(What this task involves):
Can you set down, word for word, the part of the vegan diet article that opens with the words containing "For instance, each" and closes with "big energy-and-nutrition punch."?

4 Easy Ways To Improve Your Plant-based Vegan Diet

vancouver exhibitors Jul 09, 2021

By Wise Bites

There’s a difference between going technically vegan and truly embracing a healthy, plant-based diet.

For instance, each of us has known a few teens or preteens who have taken forays into veganism or vegetarianism, only to wind up on an all-pasta diet. (Our favourite kid interpretation of this was the preteen who was “vegetarian except for bacon.”)

In fact, it was concern about the low nutritional value of a lot of convenient snack foods, particularly the kinds we feed our kids, that prompted us to found Wise Bites, making our products with superfood ingredients that pack a big energy-and-nutrition punch.  

Here are a few tips to improve your vegan diet and make sure you’re getting all the benefits of plant-based eating. 

  1. Check the nutritional value of packaged products. Take a closer look at the snack items you buy to see if they are as healthy as their packaging may lead you to believe. Many of the most popular snack products are made with cheap flours and fillers and sweetened with variations on the theme of high-fructose corn syrup. As a result, the percentage of daily intake values will be negligible on things like protein, iron and fibre and high on sodium and sugar. That’s why, for example, we use quinoa flour in our Wise Bites Triple Fudge Quinoa Bars, part of the product series that launched the company. While it's prepared and consumed like a cereal grain, quinoa is actually a pseudo cereal that belongs to the genus Chenopodium, a group of herbaceous plant species that includes many annual and perennial herbs, and is closely related to spinach. That quinoa flour helps us deliver eight percent of daily intake of iron in just one small 90-calorie bar.

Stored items
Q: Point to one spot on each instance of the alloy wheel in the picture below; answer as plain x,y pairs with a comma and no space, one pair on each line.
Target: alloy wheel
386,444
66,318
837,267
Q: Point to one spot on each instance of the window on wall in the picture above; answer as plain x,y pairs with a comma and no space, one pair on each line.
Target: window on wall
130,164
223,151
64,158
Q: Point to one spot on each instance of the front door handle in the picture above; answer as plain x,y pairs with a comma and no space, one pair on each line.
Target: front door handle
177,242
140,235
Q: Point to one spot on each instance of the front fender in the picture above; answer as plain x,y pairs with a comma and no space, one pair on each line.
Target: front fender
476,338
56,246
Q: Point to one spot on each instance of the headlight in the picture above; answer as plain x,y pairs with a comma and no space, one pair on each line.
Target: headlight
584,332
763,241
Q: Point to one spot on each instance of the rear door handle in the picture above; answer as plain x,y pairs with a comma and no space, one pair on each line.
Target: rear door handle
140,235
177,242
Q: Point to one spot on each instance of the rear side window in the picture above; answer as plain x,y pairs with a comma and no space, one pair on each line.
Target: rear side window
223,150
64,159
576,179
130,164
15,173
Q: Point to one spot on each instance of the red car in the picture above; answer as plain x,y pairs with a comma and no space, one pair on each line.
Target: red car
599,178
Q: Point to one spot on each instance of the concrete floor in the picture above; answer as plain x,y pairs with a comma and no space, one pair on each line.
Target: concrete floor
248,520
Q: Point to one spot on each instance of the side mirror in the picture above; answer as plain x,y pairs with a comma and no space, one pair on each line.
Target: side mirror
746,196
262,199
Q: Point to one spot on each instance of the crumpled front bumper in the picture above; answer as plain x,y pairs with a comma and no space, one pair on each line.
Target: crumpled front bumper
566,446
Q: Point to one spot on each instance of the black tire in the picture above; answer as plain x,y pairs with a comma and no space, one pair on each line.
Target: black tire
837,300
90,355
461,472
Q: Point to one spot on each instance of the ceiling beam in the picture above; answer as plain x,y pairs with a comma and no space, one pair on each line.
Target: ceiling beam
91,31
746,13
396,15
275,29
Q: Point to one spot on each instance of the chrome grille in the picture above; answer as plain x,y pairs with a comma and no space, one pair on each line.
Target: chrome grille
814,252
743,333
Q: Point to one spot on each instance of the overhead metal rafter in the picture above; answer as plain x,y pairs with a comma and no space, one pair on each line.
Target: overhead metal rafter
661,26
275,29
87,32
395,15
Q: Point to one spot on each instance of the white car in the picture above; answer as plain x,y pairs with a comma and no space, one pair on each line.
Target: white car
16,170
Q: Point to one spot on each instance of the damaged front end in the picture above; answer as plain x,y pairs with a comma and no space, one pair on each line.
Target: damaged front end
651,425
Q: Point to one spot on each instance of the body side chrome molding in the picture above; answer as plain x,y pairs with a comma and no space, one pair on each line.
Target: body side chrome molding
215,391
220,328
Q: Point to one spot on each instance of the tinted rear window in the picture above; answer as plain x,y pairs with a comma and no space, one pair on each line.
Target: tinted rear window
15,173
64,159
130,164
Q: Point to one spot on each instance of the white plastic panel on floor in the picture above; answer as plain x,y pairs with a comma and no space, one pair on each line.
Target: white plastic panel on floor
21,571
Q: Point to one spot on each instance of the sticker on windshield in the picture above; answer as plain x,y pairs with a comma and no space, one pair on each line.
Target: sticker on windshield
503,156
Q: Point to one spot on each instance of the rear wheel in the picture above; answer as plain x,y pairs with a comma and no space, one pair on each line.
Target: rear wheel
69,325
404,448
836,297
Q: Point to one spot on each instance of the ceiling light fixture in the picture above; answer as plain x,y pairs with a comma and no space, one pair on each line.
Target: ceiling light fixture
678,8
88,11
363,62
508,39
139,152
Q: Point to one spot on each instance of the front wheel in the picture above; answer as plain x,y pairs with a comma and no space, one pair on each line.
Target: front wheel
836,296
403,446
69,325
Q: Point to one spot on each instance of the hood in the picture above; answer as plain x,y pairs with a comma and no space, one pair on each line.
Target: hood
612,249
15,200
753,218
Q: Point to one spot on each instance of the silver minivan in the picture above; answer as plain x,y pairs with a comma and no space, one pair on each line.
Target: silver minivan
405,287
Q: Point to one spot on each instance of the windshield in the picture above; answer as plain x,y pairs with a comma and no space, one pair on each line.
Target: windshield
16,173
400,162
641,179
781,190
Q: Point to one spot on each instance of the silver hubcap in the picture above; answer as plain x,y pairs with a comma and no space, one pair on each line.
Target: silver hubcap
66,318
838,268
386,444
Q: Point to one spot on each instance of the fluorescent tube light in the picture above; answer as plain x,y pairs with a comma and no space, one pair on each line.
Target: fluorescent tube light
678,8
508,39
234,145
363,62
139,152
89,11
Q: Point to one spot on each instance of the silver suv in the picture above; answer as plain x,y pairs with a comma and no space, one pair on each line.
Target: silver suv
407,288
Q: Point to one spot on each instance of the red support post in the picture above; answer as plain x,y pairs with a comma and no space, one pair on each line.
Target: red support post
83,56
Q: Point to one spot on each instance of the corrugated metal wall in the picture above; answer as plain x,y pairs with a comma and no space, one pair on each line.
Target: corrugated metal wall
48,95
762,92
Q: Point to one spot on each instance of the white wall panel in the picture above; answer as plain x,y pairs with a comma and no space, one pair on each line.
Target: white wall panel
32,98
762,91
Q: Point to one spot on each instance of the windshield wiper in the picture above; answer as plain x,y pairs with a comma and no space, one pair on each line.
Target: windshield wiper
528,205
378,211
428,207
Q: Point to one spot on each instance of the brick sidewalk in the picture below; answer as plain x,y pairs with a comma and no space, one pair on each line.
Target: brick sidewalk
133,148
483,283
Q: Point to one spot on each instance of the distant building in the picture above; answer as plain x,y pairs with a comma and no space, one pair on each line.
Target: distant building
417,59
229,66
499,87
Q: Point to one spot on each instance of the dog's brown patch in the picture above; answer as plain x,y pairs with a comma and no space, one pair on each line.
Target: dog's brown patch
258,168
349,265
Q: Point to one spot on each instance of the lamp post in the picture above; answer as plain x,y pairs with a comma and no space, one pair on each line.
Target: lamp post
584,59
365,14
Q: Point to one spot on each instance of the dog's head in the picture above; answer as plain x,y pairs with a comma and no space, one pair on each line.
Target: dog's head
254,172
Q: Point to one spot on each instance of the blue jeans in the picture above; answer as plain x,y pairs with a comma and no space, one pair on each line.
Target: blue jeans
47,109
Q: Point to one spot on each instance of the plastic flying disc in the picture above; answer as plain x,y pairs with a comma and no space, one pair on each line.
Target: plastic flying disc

(Result for this exercise):
For instance, each of us has known a few teens or preteens who have taken forays into veganism or vegetarianism, only to wind up on an all-pasta diet. (Our favourite kid interpretation of this was the preteen who was “vegetarian except for bacon.”)

In fact, it was concern about the low nutritional value of a lot of convenient snack foods, particularly the kinds we feed our kids, that prompted us to found Wise Bites, making our products with superfood ingredients that pack a big energy-and-nutrition punch.